*DIRECTIVE*
Swap "clicks" for "points" in the stretch from the start of the entries through the line containing "positive clicks: (241, 209)", changing nothing else, and give back only those lines without the pictures.

*PROVIDED DATA*
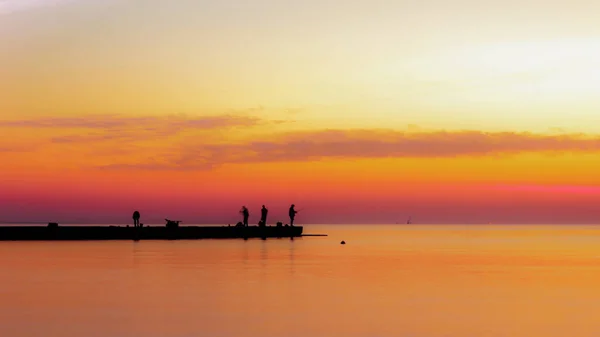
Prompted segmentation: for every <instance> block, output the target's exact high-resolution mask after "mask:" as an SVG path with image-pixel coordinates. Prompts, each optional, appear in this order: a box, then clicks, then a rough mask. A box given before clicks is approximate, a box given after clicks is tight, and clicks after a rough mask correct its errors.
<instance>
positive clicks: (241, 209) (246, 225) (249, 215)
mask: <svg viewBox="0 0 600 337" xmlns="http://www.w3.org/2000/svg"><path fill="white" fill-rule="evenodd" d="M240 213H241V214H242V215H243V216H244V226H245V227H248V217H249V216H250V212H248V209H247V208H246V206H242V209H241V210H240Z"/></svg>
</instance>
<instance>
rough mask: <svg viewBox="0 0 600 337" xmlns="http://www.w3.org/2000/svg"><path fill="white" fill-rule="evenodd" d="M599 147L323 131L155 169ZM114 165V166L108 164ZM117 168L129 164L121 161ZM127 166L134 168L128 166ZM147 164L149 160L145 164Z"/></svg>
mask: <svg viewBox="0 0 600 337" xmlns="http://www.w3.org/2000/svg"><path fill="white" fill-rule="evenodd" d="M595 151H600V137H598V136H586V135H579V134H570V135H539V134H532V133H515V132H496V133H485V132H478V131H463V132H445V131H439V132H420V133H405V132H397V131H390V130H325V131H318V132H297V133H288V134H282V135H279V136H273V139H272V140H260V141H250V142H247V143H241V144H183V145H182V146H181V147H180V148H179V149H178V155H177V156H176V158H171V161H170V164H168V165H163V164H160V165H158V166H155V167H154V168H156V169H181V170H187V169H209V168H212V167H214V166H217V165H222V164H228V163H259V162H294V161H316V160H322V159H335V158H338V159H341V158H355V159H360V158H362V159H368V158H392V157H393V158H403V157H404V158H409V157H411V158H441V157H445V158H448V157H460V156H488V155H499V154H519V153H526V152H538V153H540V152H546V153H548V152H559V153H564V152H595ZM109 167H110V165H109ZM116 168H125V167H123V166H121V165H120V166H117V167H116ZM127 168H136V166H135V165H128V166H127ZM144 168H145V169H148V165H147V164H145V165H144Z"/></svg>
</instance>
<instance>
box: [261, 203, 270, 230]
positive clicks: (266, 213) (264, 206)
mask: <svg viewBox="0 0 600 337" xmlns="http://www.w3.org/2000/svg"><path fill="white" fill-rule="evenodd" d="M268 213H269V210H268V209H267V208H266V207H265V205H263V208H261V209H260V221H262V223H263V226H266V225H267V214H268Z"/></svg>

*PROBLEM SOLUTION*
Prompted segmentation: for every <instance> block, output the target's exact high-resolution mask after "mask:" as an SVG path with image-pixel coordinates. Prompts, each optional, appear in this order: a box, then points, then a rough mask. A box given before points is approximate, a box given after points is tight, and points after a rough mask correct its errors.
<instance>
positive points: (241, 209) (246, 225) (249, 215)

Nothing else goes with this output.